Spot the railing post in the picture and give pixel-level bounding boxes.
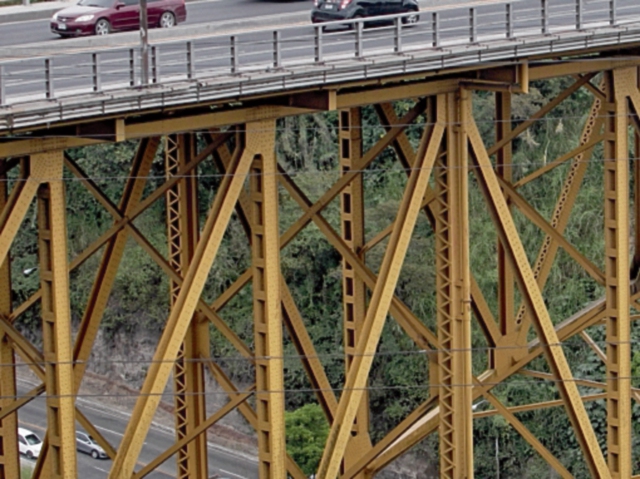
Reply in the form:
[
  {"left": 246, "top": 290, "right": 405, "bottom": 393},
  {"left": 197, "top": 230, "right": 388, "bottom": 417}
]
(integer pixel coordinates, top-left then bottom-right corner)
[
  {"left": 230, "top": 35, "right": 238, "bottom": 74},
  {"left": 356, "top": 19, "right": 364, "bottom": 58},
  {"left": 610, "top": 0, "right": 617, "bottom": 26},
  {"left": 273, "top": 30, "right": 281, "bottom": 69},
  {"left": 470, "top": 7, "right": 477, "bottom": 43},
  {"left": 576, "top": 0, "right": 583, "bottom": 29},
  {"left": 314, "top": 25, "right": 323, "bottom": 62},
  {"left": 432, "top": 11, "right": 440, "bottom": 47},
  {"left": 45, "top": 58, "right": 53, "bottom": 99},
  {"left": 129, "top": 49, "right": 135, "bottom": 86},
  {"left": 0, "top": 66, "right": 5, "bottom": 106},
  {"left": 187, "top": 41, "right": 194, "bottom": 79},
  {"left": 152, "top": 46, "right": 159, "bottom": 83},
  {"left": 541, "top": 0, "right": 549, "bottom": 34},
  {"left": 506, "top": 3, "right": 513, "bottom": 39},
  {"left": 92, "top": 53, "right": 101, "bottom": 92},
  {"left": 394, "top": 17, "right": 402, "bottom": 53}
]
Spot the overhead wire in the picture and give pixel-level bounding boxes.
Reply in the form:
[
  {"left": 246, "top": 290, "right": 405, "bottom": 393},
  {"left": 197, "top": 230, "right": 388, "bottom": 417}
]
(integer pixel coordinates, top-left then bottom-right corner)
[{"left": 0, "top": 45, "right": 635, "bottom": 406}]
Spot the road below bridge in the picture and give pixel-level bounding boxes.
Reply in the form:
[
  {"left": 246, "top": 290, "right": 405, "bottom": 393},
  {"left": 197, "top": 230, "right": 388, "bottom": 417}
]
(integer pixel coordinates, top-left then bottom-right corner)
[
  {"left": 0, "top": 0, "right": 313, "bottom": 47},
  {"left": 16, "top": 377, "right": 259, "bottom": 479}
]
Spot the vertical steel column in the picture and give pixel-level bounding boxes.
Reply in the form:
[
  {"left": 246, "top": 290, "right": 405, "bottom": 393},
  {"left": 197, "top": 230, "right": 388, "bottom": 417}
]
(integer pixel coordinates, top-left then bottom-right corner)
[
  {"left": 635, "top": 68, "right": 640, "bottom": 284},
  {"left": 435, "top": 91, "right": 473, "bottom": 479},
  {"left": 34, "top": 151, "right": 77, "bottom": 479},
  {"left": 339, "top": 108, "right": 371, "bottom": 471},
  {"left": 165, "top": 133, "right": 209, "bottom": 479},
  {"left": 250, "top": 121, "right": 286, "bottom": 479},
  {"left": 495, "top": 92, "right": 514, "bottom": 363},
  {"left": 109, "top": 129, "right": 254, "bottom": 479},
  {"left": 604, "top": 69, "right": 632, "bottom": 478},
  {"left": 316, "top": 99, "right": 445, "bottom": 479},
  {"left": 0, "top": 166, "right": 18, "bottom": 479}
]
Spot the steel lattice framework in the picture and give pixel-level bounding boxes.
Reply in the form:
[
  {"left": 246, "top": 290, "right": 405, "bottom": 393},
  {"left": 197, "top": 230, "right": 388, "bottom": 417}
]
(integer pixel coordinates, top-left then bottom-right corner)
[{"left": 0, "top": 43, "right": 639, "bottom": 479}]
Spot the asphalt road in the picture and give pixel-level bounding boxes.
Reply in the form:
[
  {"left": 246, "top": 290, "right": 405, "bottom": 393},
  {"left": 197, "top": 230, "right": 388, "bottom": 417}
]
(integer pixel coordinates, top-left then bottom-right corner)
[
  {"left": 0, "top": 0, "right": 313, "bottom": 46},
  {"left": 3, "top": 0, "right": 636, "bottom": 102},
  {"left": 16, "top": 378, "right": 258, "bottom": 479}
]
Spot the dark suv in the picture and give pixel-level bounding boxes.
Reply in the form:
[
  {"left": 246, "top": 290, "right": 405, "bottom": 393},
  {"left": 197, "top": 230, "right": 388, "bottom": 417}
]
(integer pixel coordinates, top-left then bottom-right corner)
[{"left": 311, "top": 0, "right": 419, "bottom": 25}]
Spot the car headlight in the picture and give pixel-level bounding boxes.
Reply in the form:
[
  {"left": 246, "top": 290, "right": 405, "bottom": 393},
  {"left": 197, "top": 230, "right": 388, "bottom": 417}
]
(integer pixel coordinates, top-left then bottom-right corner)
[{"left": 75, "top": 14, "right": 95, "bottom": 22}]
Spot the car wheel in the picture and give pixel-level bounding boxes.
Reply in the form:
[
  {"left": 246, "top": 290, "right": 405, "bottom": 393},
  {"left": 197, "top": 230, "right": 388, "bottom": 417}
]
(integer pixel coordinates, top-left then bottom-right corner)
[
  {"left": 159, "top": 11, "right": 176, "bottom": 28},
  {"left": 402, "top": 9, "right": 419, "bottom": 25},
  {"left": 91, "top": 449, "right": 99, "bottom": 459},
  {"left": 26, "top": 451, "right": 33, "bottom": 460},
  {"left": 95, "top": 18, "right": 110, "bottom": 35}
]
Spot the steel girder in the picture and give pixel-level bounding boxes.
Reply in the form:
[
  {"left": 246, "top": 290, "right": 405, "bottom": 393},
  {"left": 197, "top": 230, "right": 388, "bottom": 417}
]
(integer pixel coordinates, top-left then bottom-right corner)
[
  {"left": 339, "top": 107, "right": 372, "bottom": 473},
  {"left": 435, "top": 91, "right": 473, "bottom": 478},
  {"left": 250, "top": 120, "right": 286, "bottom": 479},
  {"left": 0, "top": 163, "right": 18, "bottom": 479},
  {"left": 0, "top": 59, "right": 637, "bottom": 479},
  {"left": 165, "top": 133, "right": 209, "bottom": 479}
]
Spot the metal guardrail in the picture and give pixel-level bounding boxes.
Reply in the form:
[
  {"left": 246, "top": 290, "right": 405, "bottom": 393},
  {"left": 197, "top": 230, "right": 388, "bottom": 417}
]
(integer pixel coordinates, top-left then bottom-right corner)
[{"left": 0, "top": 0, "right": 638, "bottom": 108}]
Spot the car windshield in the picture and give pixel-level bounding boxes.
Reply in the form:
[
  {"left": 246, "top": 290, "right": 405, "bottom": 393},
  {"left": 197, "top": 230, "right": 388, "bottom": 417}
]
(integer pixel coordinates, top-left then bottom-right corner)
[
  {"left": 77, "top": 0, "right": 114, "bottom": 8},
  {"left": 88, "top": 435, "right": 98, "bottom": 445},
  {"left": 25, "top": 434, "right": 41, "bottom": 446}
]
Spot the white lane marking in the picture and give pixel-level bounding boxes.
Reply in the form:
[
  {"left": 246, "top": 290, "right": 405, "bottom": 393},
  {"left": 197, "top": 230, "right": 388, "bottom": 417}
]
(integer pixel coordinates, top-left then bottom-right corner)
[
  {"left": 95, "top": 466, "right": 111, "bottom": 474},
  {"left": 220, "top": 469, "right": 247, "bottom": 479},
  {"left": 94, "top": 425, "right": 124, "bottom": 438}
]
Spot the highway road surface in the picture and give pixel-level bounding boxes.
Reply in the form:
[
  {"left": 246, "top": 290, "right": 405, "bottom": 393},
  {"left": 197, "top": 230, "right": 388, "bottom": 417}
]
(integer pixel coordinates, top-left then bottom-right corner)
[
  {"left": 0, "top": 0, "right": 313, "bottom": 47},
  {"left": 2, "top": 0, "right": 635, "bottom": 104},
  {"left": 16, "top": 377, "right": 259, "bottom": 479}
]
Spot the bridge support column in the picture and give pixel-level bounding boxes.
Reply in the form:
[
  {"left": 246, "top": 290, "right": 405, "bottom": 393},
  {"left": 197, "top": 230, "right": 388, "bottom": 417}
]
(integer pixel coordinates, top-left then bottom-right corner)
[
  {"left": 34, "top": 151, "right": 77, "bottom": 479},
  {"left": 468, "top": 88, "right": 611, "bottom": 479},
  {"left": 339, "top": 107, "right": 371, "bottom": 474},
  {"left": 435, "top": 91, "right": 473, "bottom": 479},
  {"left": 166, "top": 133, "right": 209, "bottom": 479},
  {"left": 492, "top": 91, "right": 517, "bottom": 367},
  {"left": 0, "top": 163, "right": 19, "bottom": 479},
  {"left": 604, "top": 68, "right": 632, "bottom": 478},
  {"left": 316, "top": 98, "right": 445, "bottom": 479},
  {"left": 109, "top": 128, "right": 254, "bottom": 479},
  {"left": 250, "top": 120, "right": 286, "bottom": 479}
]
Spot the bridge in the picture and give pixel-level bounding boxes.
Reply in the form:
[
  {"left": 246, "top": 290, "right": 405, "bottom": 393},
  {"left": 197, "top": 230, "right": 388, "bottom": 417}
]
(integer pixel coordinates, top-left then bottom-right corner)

^^^^

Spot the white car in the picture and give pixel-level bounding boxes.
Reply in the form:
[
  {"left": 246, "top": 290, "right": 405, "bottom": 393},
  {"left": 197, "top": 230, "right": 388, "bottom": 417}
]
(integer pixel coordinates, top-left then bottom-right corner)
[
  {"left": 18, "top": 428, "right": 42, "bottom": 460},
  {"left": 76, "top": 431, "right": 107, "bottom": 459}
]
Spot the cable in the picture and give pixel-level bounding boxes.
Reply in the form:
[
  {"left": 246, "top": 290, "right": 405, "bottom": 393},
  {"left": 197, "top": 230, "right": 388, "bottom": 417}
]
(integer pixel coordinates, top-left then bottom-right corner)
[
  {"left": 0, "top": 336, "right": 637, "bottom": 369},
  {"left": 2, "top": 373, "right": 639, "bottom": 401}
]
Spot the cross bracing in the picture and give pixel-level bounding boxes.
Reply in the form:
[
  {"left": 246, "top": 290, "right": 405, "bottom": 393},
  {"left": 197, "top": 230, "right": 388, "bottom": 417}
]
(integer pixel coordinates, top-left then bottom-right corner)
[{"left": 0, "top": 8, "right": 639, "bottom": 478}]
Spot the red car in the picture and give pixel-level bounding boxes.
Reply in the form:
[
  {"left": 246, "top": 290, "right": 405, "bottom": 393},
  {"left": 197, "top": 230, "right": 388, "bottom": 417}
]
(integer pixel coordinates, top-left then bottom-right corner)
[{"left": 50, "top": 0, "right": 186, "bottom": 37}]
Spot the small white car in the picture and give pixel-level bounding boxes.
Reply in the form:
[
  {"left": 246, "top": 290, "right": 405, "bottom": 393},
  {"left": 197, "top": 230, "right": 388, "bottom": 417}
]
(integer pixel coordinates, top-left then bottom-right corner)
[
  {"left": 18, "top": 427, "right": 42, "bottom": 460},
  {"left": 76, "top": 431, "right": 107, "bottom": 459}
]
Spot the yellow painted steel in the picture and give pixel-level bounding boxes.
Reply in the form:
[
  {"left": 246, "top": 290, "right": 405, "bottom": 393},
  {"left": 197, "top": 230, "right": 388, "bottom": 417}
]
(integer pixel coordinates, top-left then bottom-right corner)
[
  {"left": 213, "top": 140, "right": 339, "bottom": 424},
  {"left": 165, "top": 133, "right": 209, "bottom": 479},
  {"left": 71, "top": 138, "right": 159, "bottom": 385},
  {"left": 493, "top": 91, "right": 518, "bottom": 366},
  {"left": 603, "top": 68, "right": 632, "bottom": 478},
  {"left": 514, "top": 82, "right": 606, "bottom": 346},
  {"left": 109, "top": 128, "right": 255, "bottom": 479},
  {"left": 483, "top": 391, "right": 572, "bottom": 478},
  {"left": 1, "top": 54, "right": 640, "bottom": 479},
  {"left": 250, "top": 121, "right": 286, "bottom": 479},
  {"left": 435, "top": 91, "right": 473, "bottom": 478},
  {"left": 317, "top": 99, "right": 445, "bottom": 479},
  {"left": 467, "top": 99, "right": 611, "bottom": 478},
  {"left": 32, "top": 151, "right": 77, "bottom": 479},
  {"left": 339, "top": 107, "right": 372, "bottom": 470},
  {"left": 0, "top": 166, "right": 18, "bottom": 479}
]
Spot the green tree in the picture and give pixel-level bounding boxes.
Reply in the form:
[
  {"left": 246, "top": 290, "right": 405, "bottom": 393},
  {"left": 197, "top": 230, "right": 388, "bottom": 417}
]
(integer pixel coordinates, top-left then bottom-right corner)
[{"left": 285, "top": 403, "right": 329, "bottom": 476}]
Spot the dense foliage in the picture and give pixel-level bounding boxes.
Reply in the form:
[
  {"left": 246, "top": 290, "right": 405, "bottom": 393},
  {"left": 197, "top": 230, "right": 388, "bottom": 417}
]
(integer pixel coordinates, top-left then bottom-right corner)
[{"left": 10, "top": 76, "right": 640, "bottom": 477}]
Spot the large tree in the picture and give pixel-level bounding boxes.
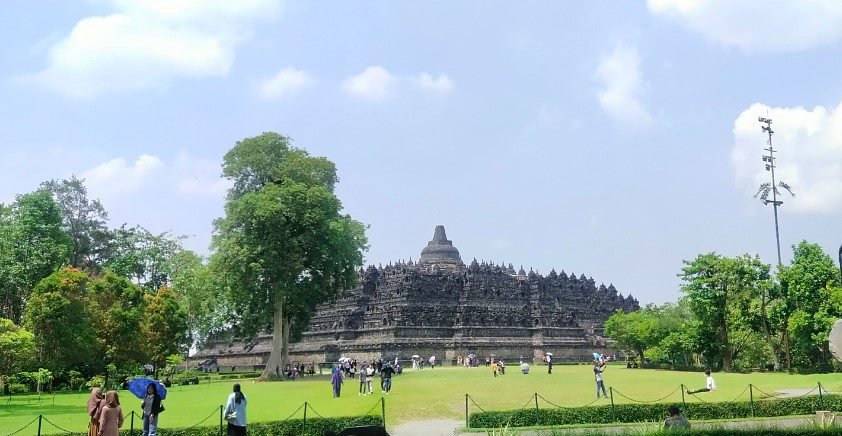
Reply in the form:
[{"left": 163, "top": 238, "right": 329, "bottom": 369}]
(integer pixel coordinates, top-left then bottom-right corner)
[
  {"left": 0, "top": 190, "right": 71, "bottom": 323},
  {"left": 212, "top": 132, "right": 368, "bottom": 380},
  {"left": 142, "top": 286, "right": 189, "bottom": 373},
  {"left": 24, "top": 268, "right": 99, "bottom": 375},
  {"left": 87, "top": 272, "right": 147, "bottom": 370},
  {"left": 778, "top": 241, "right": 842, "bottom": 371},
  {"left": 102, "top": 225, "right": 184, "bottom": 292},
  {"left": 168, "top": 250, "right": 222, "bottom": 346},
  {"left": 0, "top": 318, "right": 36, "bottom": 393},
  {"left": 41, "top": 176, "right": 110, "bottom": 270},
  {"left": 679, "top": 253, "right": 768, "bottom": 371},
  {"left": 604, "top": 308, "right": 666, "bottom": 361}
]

^^^^

• _What you should do_: Search the preceding listing for the word "bridge" and pull out every line that holds it.

• _Reply to the exercise_:
Spot the road below bridge in the picture and give pixel-level bounding boxes.
Spot the bridge support column in the picture and give pixel-level bounding boxes.
Spot the bridge in the picture and give pixel-level bounding boxes.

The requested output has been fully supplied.